As 1967 drew to a close, many of the first-generation hippies
had moved out of the San Francisco area.
Ed Denson, manager of Country Joe and the Fish captured the
mood when he said, "I'm very pessimistic. Most of the hippies
I know don't really understand what kind of world they're living
in. If they were more realistic, they'd stand a better chance of
surviving".
By summer's end, the dream of a self-sufficient urban conclave
of tripping Luddites had dissolved in a miasma of hard drugs,
runaways, and incipient neglect. The fragile social infrastructure
the counterculture had built was overcome by the onslaught. Tour
buses and sight-seers flooded the district, as did reporters.
Their dispatches only added to the throng of destitute, addled
kids.
The indiscriminate use of every variety of drug was legion, as
were drug busts, hence informing and informers. "The language
was Love," writes Hunter S. Thompson, "but the style was
paranoia."
That October, the Diggers held a mock burial of the
"Hippie, son of Media" in Golden Gate Park. It was a
pointed bit of street theatre, but it was after the fact. The wave
had surged and broken, leaving human jetsam in its wake. By then,
the Haight-Ashbury pioneers had already fled to higher ground.
By 1971 Haight Street was once again a depressed commercial
district with a couple of struggling mom-and-pop enterprises which
predated the hippies. Then came the lean years, the urban blight
and street violence, but through the district's darkest hour, tour
buses continued to visit the neighbourhood, offering a glimpse of
what had been.
By the mid 1980s, boutiques, used clothing stores and coffee
shops lined the street. Bookstores, head-shops, and galleries
peddled sixties nostalgia to the new generation of adherents -
college students and European tourists who looked on the street as
a holy relic.

Listing –
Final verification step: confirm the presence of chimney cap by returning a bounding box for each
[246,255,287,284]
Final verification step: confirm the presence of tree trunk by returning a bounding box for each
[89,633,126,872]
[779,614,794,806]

Prompt A – Write out the passage on Haight-Ashbury again, starting with "By 1971 Haight" and going on through "a holy relic.", and put "fashion shops" in place of "boutiques".
Prompt B – In the passage on Haight-Ashbury, what did the Diggers hold in Golden Gate Park that October?
The data is unrelated to the passage on Haight-Ashbury.

Exercise solution A –
By 1971 Haight Street was once again a depressed commercial
district with a couple of struggling mom-and-pop enterprises which
predated the hippies. Then came the lean years, the urban blight
and street violence, but through the district's darkest hour, tour
buses continued to visit the neighbourhood, offering a glimpse of
what had been.
By the mid 1980s, fashion shops, used clothing stores and coffee
shops lined the street. Bookstores, head-shops, and galleries
peddled sixties nostalgia to the new generation of adherents -
college students and European tourists who looked on the street as
a holy relic.

Exercise solution B – A mock burial of the "Hippie, son of Media."